## SELECTED EXCERPT
Luchins is married to Vivian Luchins née Osdoby, a graduate of Yeshiva University's Stern College for Women. The couple met as high school students active in the National Conference of Synagogue Youth, the Orthodox Union's youth organization. Now called simply NCSY, the organization honored the Luchinses in 2011 for 50 years of service. Vivian Luchins is chair of NCSY summer programs, a senior member of the Orthodox Union's youth commission and a member of the Orthodox Union's national board. The couple lives in the Bronx.

== Politically liberal and religiously Orthodox ==
A longtime political supporter of, and advisor to, Democratic candidates and office-holders, Luchins has also supported and advised Republicans. Writing in The Jewish Daily Forward, Jeffrey Goldberg described Luchins as "a liberal – or a 'leftist', as he prefers – in an Orthodox community that is ever-more conservative [whose] tart tongue has often landed him in the center of controversy."

Luchins served on the 1972 presidential campaign staff of Senator Hubert Humphrey, and subsequently as a national vice chair of Democrats for Nixon. For 20 years, he served on the Senate staff of New York Senator Daniel Patrick Moynihan, rising from special assistant to senior advisor. He later supported Republican Senator Alfonse D'Amato.

After Moynihan's funeral in 2003, at Arlington National Cemetery, Luchins indicated that he would be withdrawing from political activities, saying "everything I cared about in politics was buried Monday in Arlington Cemetery."

In 2004, Luchins spoke on behalf of the Orthodox Union about Israeli Prime Minister Ariel Sharon's Gaza disengagement plan, saying that "Jews who want to take sides in Israeli politics should make aliya," using the Hebrew word for immigration to the State of Israel.

Luchins has argued that Jewish tradition stands in opposition to fundamentalism. For the 2008 book, Progressive & Religious: How Christian, Jewish, Muslim, and Buddhist Leaders are Moving Beyond Partisan Politics and Transforming American Public Life, Luchins was asked how it was possible to be "an Orthodox liberal". He answered that an Orthodox social conservative "would be pretty lonely because you don't have too many sources, because the vast part of our religious tradition talks about ... tikkun olam, helping others; it's the number one priority of faith".

In 2009, Luchins offered a reporter writing about elections in New York's ultra-Orthodox Jewish communities example after example of cases where non-Jewish candidates (or non-observant Jewish candidates) who seemed likely to deliver services won out over religiously identified Jewish politicians. "Constituent services trumps personal biography every single time in the Orthodox Jewish community ... without exception," he observed.

## DATA SUPPLIED
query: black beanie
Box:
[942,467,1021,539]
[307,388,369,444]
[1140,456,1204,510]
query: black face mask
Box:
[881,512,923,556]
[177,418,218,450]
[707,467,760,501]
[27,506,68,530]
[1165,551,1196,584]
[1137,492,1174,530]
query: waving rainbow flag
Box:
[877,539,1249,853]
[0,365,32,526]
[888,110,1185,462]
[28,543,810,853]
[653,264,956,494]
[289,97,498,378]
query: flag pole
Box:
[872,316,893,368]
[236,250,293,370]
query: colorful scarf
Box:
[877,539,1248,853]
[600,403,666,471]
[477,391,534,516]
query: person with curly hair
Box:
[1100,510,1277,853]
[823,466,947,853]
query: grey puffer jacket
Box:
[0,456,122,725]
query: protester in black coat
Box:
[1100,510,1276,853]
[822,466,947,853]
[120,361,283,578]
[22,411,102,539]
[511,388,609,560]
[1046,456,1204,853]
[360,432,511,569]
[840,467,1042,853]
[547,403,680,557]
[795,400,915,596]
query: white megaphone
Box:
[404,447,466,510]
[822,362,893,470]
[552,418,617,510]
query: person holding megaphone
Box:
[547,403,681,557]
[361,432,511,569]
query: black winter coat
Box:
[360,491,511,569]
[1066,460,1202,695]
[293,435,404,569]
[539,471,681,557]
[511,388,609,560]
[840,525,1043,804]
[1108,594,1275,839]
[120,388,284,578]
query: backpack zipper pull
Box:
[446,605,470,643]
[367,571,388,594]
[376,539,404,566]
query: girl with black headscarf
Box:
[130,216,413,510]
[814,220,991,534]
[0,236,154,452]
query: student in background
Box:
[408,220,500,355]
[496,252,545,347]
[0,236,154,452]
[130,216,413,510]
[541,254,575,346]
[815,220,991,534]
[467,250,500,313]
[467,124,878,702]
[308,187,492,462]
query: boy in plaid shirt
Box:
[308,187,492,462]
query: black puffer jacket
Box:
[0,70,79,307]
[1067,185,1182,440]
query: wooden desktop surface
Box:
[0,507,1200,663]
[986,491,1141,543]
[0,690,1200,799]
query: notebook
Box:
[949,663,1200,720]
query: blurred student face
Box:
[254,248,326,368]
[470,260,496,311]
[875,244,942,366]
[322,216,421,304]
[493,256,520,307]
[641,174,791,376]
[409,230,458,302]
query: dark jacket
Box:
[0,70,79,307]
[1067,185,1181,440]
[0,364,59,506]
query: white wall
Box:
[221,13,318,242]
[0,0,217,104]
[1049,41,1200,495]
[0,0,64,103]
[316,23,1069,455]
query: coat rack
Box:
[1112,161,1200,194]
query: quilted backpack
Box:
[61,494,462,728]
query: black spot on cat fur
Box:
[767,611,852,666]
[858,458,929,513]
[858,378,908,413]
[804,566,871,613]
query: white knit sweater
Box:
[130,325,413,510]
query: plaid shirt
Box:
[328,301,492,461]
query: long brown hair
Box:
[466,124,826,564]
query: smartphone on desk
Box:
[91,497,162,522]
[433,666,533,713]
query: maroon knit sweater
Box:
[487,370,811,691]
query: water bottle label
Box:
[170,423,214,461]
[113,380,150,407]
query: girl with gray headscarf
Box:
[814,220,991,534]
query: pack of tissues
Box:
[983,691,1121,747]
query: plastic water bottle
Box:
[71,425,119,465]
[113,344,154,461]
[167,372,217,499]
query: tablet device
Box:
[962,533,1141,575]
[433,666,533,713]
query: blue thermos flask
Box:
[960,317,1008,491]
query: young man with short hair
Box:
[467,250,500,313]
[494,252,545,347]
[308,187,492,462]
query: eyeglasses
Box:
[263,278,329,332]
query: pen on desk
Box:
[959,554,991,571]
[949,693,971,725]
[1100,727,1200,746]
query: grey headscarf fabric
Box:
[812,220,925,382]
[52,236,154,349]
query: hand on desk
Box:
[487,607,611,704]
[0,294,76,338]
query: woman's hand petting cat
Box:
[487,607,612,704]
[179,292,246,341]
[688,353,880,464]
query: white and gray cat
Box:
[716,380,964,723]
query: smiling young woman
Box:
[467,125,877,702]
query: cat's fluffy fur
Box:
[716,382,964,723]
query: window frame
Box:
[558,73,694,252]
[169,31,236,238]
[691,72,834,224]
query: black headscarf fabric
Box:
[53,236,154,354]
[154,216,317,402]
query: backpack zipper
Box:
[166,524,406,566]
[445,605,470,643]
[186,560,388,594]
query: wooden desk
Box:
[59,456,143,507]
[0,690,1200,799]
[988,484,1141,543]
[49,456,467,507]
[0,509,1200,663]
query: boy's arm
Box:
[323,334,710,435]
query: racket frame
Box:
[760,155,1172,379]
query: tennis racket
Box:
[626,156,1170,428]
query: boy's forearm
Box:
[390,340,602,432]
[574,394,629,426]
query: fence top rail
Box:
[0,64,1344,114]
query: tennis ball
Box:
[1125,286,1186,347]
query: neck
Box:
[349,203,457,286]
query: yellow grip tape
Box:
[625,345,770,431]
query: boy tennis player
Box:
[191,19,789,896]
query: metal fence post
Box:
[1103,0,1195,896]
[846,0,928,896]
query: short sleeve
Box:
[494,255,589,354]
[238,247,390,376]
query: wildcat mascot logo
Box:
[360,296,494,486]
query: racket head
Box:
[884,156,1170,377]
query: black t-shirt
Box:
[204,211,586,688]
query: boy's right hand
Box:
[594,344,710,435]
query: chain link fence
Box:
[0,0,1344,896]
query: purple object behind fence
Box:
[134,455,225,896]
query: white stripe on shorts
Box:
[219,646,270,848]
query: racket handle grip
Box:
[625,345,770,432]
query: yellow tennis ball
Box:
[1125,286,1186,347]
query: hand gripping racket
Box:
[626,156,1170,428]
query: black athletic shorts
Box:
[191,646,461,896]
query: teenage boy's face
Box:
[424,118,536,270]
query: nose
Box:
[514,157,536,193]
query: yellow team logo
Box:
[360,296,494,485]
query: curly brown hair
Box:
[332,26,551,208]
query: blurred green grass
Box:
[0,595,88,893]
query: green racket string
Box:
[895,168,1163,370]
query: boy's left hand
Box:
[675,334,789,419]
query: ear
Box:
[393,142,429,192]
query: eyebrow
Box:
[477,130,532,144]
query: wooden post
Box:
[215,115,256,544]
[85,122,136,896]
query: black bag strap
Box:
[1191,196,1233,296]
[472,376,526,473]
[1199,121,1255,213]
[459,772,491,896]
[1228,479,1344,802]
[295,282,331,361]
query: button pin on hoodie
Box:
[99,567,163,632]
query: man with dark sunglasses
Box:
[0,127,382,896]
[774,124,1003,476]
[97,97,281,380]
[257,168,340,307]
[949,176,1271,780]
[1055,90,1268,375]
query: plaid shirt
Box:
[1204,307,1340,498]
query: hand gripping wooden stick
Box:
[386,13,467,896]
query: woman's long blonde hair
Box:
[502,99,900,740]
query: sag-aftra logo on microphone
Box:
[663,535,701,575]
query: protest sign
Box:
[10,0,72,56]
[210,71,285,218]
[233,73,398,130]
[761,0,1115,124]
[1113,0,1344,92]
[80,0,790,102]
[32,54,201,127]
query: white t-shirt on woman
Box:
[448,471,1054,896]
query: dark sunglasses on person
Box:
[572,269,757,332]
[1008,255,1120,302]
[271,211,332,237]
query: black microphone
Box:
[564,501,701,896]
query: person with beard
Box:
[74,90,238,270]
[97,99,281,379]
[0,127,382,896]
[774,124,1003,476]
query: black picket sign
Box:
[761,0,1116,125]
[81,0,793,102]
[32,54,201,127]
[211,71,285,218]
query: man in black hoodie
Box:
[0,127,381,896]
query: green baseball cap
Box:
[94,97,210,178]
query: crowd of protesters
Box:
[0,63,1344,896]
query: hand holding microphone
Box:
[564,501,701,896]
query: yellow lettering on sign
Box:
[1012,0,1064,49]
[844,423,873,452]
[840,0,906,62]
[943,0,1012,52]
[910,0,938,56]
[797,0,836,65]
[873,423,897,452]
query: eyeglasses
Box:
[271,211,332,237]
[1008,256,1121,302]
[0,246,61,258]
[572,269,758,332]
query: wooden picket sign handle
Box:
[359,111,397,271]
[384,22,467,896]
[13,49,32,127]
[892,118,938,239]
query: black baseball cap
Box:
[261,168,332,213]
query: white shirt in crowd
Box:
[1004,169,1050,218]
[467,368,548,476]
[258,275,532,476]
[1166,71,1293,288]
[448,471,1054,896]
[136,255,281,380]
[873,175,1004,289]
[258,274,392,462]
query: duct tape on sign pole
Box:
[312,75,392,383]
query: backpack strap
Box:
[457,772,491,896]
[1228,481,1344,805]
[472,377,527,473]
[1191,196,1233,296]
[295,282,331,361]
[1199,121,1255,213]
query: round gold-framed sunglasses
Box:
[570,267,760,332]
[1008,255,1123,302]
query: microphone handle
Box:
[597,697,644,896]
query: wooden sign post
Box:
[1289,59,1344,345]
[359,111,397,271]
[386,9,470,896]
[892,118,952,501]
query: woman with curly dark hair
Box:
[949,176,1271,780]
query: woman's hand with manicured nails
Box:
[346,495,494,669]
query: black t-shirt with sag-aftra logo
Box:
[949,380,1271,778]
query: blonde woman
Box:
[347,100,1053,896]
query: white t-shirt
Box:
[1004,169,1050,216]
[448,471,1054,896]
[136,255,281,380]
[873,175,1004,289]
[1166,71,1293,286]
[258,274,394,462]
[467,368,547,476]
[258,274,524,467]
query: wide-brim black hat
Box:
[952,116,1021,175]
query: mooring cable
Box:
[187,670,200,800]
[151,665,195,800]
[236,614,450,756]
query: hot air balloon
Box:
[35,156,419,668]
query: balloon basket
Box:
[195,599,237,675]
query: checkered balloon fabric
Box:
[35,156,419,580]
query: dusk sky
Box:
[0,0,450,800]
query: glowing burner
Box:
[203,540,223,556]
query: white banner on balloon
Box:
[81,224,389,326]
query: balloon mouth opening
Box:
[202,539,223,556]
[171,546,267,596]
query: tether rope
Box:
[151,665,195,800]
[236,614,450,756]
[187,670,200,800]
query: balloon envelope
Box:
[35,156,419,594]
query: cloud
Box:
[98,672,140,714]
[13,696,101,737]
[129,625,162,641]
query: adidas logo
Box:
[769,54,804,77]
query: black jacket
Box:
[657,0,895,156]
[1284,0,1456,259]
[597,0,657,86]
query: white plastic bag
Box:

## TASK
Continue the biographical text on Luchins's political career and Orthodox affiliation, beginning after its final sentence.

## REPLY
In a 2013 lecture on "Gay Marriages Revisited", delivered at the Israel Center in Jerusalem, Luchins, who considers himself a "staunch gay rights supporter", made the point that "punishment for cheating in business according to the Torah is greater than for the sum total of all the sexual atrocities forbidden by the Torah". Upholding that gay relationship is forbidden by Jewish law, he adds that "the fact that the Torah forbids certain behavior does not mean we should demonize, delegitimize or write out of our religion or our humanity those who may fall short, as we all fall short in so many areas... In the area of kindness to every human being, Jew and Gentile, white and black, gay and straight, even Republicans are created in the image of God."

== Awards ==

In 2015, Luchins received the Albert D. Chernin Award from the Jewish Council for Public Affairs (JCPA) at its annual meeting, the 2015 Jewish Community Town Hall, October 10–13, in Washington, D.C. The Chernin Award is given to Jewish leaders whose life work best exemplifies the social justice imperatives of Judaism, Jewish history, and the protection of The Bill of Rights.

===Threat of excommunication===
In 1994, Milton Balkany, a conservative Republican active in political fundraising, tried to have Luchins excommunicated by a Jewish religious court, blaming him for having "caused yeshivas in the land of Israel to lose money", after Luchins had complained about Balkany's efforts to compel Israeli government officials to use U.S. aid money for projects Balkany favored in Israel. In March 1995, a Rabbinic Court dismissed all charges against Luchins.

==Chabad Lubavitch==

===Personal and family relationship===
In a 2009 interview with Chabad Lubavitch News, Luchins affirmed his and his family's personal connection to Chabad Lubavitch and to Yosef Yitzchok Schneersohn and Menachem Mendel Schneerson, the sixth and seventh Lubavitcher Rebbes.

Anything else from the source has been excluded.